## [TASK PROMPT]
Reproduce everything from the line containing "I would be grateful if you could mark the parked" down to the end of the records, request included, and add 139 to each number in the answer coordinates.

[Location labeling records]

BEGIN

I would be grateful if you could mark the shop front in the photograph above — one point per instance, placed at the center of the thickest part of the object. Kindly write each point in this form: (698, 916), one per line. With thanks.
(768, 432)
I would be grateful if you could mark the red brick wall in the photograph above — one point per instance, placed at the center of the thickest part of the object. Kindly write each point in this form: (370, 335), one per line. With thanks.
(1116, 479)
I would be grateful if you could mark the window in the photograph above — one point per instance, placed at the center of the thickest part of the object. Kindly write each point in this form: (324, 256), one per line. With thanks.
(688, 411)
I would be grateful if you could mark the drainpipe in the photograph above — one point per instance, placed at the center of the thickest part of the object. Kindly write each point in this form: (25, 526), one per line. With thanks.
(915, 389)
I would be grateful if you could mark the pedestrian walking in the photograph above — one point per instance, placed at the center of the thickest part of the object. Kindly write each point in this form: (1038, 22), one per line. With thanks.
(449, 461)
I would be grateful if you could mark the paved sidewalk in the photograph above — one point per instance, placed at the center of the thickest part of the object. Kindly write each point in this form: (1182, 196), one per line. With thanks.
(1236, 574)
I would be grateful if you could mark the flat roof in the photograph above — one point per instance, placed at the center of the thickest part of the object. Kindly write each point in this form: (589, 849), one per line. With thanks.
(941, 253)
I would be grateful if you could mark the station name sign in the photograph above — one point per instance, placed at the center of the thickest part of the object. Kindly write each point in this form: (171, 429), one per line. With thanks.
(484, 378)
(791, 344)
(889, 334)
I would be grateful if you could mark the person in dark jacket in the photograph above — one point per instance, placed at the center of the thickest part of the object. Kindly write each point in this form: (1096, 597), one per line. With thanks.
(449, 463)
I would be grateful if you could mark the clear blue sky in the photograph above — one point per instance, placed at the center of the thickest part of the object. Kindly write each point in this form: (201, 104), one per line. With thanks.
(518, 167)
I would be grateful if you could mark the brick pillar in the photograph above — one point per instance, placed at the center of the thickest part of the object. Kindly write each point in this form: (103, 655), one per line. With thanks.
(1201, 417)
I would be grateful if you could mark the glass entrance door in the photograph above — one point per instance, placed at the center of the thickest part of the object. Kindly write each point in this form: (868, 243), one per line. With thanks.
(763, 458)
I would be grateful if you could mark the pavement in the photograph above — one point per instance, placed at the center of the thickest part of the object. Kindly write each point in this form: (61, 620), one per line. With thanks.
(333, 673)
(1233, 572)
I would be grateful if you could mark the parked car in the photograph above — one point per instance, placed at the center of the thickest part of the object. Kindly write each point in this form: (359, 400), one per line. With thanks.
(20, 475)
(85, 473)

END

## [OUTPUT BELOW]
I would be grateful if you could mark the parked car in the photograph above — one point per instance, placed at the center of the thickest part of the object. Kindly write each point in this form: (359, 400), one per line. With thanks.
(159, 614)
(224, 612)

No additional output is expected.